__Work instructions__.
Each line of the material must be returned exactly.

__Material for this task__.
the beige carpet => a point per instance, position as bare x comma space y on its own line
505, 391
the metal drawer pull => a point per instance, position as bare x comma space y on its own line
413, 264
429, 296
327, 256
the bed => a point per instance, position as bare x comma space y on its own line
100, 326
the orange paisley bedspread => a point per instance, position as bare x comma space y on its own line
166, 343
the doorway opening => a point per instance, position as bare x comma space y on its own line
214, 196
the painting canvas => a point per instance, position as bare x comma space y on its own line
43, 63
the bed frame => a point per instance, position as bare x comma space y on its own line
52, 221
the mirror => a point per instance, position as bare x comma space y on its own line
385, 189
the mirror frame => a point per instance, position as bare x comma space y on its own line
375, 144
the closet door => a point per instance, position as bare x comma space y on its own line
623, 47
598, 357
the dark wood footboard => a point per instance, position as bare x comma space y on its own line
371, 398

__Written solution__.
the beige carpet => a point per instance, position as bare x comma space y on its own line
505, 391
the metal drawer pull => a point per instance, position as bare x comma space y on its own line
413, 264
429, 296
327, 256
the bed => a point per instance, position as bare x comma space y on its own line
100, 326
the orange paisley bedspread => a point per instance, position as bare x comma space y on its own line
166, 343
the doorway opening => a point per instance, position as bare x comma space y on its own line
214, 196
the painting canvas => a point per instance, position as bare x comma space y on its own line
43, 63
the bed frame => a point per instance, position as bare x comma space y on its own line
52, 221
the mirror => a point per instance, position as bare x comma space y on its own line
385, 189
the mirror frame => a point per instance, position as bare x comma space y on its own line
375, 144
the closet door => a point per instance, position as bare x comma space y on its own line
623, 47
598, 357
the dark wood footboard => a point per instance, position as bare x comma space y on its own line
371, 398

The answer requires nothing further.